Terapia behawioralna jest terapią zaburzeń rozwoju, której źródło odnaleźć można w teorii uczenia. Co za tym idzie, nurt ten zakłada, iż wszelkie zmiany w funkcjonowaniu człowieka, dokonują się w procesie interakcji człowieka ze środowiskiem. W uczeniu właśnie behawioryści upatrują najważniejszej, ewolucyjnie uwarunkowanej zdolności człowieka. W jej efekcie, w zachowaniu osoby zachodzą względnie trwałe zmiany.
Człowiek może uczyć się korzystając z trzech mechanizmów: obserwacji, warunkowania klasycznego oraz warunkowania sprawczego. Ten ostatni z wymienionych wykorzystywany jest jednak w terapii zaburzeń rozwoju najczęściej i to właśnie on stanowi podstawowy paradygmat, wokół którego uwaga terapeutów behawioralnych koncentruje się najbardziej. Z perspektywy warunkowania sprawczego, każde zachowanie człowieka występuje w pewnych warunkach środowiskowych (bodźce poprzedzające) oraz przynosi konsekwencje, w postaci nagrody bądź kary. Od rodzaju konsekwencji zależy właśnie, czy konkretne zachowanie będzie występować w dalszym ciągu w przyszłości, czy też nie.

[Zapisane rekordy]
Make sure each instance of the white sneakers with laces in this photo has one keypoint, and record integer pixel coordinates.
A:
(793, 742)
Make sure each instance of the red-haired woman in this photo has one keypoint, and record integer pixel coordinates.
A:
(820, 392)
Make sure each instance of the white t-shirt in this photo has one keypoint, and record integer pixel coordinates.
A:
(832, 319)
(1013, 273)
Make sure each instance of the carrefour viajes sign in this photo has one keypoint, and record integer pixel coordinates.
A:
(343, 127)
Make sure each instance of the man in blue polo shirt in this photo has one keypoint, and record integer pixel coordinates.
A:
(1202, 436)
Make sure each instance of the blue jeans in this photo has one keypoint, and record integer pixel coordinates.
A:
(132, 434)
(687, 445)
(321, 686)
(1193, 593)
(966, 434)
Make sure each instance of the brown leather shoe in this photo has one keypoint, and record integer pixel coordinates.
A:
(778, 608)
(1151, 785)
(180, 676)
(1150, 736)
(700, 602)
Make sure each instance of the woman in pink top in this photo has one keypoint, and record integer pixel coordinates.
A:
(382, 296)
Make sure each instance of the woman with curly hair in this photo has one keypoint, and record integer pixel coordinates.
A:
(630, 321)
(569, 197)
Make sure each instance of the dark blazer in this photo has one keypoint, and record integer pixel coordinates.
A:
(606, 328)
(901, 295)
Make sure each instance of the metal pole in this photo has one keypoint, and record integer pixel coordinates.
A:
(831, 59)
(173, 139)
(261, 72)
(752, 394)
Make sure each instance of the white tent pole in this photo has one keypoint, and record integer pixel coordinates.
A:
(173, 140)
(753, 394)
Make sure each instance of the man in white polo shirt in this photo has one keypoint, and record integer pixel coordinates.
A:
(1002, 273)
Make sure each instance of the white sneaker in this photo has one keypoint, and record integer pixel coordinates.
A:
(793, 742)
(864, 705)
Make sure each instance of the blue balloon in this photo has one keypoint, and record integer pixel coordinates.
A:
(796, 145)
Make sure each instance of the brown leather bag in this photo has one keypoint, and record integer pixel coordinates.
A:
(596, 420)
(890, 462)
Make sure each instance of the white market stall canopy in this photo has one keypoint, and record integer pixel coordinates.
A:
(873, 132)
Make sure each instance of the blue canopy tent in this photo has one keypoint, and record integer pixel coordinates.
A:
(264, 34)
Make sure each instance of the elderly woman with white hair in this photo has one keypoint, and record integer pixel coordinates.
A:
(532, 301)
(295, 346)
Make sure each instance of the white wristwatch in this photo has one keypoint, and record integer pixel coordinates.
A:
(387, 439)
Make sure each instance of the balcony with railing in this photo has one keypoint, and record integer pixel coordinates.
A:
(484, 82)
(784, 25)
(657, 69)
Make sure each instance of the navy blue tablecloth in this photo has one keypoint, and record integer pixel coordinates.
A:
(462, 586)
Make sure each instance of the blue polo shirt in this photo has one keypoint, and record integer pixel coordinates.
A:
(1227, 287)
==
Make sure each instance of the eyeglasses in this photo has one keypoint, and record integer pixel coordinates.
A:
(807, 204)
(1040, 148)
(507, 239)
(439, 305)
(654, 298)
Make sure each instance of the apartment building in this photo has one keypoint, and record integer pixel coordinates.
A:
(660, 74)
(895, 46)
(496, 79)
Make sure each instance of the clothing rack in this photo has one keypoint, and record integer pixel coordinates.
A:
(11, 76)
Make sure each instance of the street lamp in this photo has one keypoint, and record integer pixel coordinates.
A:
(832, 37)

Co zrobić
Dopisz dalszy ciąg tekstu o terapii behawioralnej, zaczynając tuż po jego ostatnim zdaniu.

Odpowiedź na polecenie
Terapeuci behawioralni zdają sobie sprawę z faktu, że symptomy prezentowane przez dziecko wynikają z procesów, które w przypadku ASD mogą nigdy nie zostać do końca odkryte. W związku z powyższym, w swojej pracy skupiają się na tym, co znane i obserwowalne, czyli na systemie oddziaływań pomiędzy środowiskiem a zachowaniem osób z autyzmem. Koncentracja na zachowaniu jest charakterystyczną cechą podejścia behawioralnego. Przykładowo, terapeuta behawioralny, widząc zachowanie agresywne swojego podopiecznego, nie będzie skupiał się na jego ewentualnych przyczynach, lecz na „tu i teraz, a także nad możliwymi strategiami postępowania w przyszłości, nad procedurami wdrażania konsekwencji – to jest systemu nagród i kar.
Początkowo w terapii behawioralnej stosowanej wobec osób z ASD, skupiano się w największej mierze na eliminowaniu zachowań niepożądanych (np. agresji, autoagresji, czy autostymulacji). W tym celu wykorzystywano między innymi kary fizyczne, bodźce awersyjne, np. szoki elektryczne. Wynikać może stąd fakt, iż w dalszym ciągu stosowanie terapii behawioralnej obarczone jest negatywną konotacją w naszym społeczeństwie. Współcześnie, wygląda ona jednak zupełnie inaczej.